● Exercise
Would you restate all the data that follows, word for word?

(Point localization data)
· · ·
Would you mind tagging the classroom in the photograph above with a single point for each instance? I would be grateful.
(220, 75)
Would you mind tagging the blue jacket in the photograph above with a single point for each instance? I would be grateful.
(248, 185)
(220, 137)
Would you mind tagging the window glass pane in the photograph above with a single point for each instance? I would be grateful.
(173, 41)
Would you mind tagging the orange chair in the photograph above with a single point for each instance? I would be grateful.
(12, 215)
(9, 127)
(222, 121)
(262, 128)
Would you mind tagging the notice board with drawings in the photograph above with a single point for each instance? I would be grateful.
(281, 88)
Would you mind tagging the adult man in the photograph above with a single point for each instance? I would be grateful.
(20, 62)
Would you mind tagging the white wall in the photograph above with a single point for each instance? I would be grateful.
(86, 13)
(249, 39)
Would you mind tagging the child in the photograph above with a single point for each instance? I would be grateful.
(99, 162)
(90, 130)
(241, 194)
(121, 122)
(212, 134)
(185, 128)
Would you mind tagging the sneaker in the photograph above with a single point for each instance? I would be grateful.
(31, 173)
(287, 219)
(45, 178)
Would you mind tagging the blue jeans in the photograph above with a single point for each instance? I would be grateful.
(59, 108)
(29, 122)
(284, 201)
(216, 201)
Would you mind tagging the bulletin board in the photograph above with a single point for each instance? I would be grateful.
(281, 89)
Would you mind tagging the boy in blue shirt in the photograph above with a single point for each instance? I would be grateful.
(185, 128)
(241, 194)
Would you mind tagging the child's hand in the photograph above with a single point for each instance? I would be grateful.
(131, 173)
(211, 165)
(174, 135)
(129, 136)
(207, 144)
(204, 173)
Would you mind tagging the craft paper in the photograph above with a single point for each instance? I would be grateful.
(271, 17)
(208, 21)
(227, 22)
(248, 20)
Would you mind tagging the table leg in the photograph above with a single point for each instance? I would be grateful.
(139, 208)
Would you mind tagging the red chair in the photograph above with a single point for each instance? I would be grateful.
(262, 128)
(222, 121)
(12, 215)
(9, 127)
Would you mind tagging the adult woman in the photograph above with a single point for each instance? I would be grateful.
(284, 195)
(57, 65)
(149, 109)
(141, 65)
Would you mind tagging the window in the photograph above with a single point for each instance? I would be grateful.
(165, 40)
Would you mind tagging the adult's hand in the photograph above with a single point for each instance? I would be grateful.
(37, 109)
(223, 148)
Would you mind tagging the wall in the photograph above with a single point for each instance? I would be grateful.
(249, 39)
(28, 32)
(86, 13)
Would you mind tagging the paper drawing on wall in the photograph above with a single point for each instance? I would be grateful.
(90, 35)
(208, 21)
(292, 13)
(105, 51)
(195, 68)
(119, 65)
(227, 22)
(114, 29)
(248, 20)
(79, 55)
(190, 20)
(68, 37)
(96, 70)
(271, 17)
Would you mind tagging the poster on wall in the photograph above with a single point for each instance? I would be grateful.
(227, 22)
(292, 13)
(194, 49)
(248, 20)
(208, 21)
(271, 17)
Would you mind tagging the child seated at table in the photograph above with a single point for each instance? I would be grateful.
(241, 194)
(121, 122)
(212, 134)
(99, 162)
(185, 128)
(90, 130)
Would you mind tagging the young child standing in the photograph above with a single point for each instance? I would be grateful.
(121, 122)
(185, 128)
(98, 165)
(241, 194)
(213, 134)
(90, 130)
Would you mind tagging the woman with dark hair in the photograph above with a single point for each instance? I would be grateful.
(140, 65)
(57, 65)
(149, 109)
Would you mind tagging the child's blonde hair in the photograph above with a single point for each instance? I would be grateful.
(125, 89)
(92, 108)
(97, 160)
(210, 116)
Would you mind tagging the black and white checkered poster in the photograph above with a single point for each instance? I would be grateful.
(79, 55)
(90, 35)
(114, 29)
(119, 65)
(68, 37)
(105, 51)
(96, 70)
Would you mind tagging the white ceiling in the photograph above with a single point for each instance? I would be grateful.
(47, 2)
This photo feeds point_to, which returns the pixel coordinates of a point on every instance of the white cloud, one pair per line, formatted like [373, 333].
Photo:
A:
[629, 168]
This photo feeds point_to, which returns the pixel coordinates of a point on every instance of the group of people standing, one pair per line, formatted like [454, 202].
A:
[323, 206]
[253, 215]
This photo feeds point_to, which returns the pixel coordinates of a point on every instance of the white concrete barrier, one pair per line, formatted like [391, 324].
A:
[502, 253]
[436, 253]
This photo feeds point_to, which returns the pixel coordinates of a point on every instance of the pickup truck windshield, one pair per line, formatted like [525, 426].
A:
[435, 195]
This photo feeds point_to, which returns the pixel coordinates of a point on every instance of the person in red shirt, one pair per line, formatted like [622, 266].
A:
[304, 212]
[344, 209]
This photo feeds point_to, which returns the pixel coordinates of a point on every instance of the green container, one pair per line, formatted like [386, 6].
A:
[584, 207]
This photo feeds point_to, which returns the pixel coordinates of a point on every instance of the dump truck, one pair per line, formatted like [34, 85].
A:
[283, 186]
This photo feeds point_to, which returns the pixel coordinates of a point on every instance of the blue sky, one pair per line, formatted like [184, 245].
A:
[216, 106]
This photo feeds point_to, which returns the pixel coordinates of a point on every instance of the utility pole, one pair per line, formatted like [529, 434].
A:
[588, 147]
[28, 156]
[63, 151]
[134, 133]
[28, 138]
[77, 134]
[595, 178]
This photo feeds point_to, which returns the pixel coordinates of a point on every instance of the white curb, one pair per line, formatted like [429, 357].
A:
· · ·
● Your solution
Would you mind tagging the classroom in the photograph above with a single point for each instance? I would be grateful.
(220, 75)
Would you mind tagging the blue jacket in the photograph above with a single point for each instance? I would be grateful.
(248, 185)
(220, 137)
Would you mind tagging the window glass pane in the photograph above with a single point for each instance? I would be grateful.
(173, 41)
Would you mind tagging the orange chair in the photograph above with a single point for each instance? I would be grateful.
(12, 215)
(9, 127)
(222, 121)
(262, 128)
Would you mind tagging the notice board with drawings in the photograph above with a single point for each instance? I would be grateful.
(281, 88)
Would you mind tagging the adult man in the photograph above with a single point for each instance? I would be grateful.
(20, 62)
Would you mind tagging the white wall in the photograph above with a single point for each instance? I would be grateful.
(86, 13)
(249, 39)
Would you mind tagging the child in the photograph above with a single point for each instance? I would be grateful.
(99, 162)
(90, 130)
(241, 194)
(121, 122)
(212, 134)
(185, 128)
Would you mind tagging the sneaker in the photograph above with a single point for each instance? I would be grateful.
(31, 173)
(287, 219)
(45, 178)
Would you mind tagging the blue jeans in the photograph above with a single point for each instance? I would be grateful.
(59, 108)
(29, 122)
(284, 201)
(216, 201)
Would you mind tagging the bulletin board in the photograph above with a single point for each instance? I would be grateful.
(281, 89)
Would you mind tagging the boy in blue shirt in the photograph above with a single point for each instance? I would be grateful.
(185, 128)
(241, 194)
Would you mind tagging the child's hand in the photograph above with a single point for each instance? I would be grateful.
(131, 173)
(211, 165)
(174, 135)
(129, 136)
(207, 144)
(204, 173)
Would you mind tagging the craft paper in the photograph above with a single point for each instance? I would be grateful.
(271, 17)
(208, 21)
(227, 22)
(248, 20)
Would you mind tagging the table leg in the photograph above with a single point for each instance? I would be grateful.
(139, 208)
Would you mind tagging the red chair in the photograph above with a single point for each instance? I would be grateful.
(262, 128)
(222, 121)
(12, 215)
(9, 127)
Would you mind tagging the adult woman in the photograph above with a single point for each instance? I would be grateful.
(284, 195)
(57, 65)
(149, 109)
(141, 65)
Would you mind tagging the window in the photograph above with a single point for each instance? I would be grateful.
(165, 40)
Would you mind tagging the adult's hand in the photograph above with a single point for each instance? I would be grateful.
(37, 109)
(223, 148)
Would you mind tagging the wall in the photograph above with a single point for each instance? I would be grateful.
(249, 39)
(28, 32)
(86, 13)
Would you mind tagging the paper drawing on wall in the photograph above with a single point for each instance? I would be grateful.
(90, 35)
(208, 21)
(292, 13)
(105, 51)
(195, 68)
(119, 65)
(227, 22)
(114, 29)
(248, 20)
(79, 55)
(190, 20)
(68, 37)
(96, 70)
(271, 17)
Would you mind tagging the poster on wall in the photograph above with a single point for each instance? I would be grateful.
(227, 22)
(292, 13)
(194, 49)
(248, 20)
(208, 21)
(271, 17)
Would you mind tagging the child seated at table in the photograph above with a single point for each instance? I would be grateful.
(241, 194)
(121, 122)
(212, 134)
(99, 162)
(185, 128)
(90, 130)
Would you mind tagging the young child standing in the photograph above with a single point for each instance? I would be grateful.
(121, 122)
(185, 128)
(98, 165)
(241, 194)
(213, 134)
(90, 130)
Would you mind tagging the woman with dark hair in the photograph above with a single point for each instance? I would be grateful.
(140, 65)
(57, 65)
(149, 109)
Would you mind tagging the child's blonde hair in the photograph above with a single point for each instance? I would be grateful.
(125, 89)
(92, 108)
(97, 160)
(210, 116)
Would you mind tagging the black and white checkered poster in the photograph above with a single point for each instance? I would be grateful.
(79, 55)
(90, 35)
(114, 29)
(119, 65)
(68, 37)
(105, 51)
(96, 70)
Would you mind tagging the white ceiling in the photograph above with a single point for each instance? I would be grateful.
(47, 2)
This photo feeds point_to, which returns the pixel coordinates of a point on every instance of the white cloud, one pair per line, formatted like [373, 333].
Photo:
A:
[629, 168]
This photo feeds point_to, which returns the pixel coordinates of a point on every instance of the group of people standing, one pair per line, formatted like [454, 202].
A:
[323, 206]
[253, 215]
This photo feeds point_to, which returns the pixel coordinates of a point on every instance of the white concrete barrier, one pair per line, formatted like [391, 324].
A:
[502, 253]
[436, 253]
This photo feeds point_to, which returns the pixel coordinates of a point on every instance of the pickup truck windshield, one pair per line, formatted like [525, 426].
A:
[435, 195]
This photo feeds point_to, which returns the pixel coordinates of a point on every instance of the person in red shirt, one pair per line, formatted like [622, 266].
A:
[304, 212]
[344, 209]
This photo feeds point_to, which returns the pixel coordinates of a point on every instance of the green container, one pair per line, formatted like [386, 6].
A:
[584, 207]
This photo feeds point_to, which returns the pixel coordinates of a point on every instance of the dump truck, one pair per line, formatted like [34, 85].
A:
[283, 186]
This photo feeds point_to, which returns the pixel coordinates of a point on every instance of the blue sky, one pair per line, formatted like [184, 245].
A:
[216, 106]
This photo feeds point_to, which returns the pixel coordinates of a point on every instance of the utility pole, one pair per line, formatted like [529, 434].
A:
[588, 147]
[28, 156]
[63, 151]
[134, 133]
[28, 138]
[77, 134]
[595, 178]
This photo feeds point_to, which returns the pixel coordinates of a point on every instance of the white curb, one pair per line, formatted like [429, 357].
A:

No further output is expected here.